Instructions for the task
Switch "cobblestone" to "brick" throughout these lines and write them out again with nothing else altered. Leave out the pictures.

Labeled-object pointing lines
┄┄┄┄┄┄

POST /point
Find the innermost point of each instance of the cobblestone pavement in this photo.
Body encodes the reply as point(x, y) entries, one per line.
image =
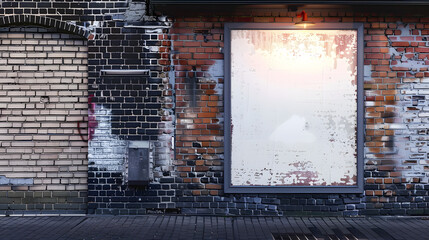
point(205, 227)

┄┄┄┄┄┄

Final result
POST /point
Find the innermost point of each instance of the brick pavement in this photo.
Body encodes the reply as point(x, y) entries, one per line.
image =
point(205, 227)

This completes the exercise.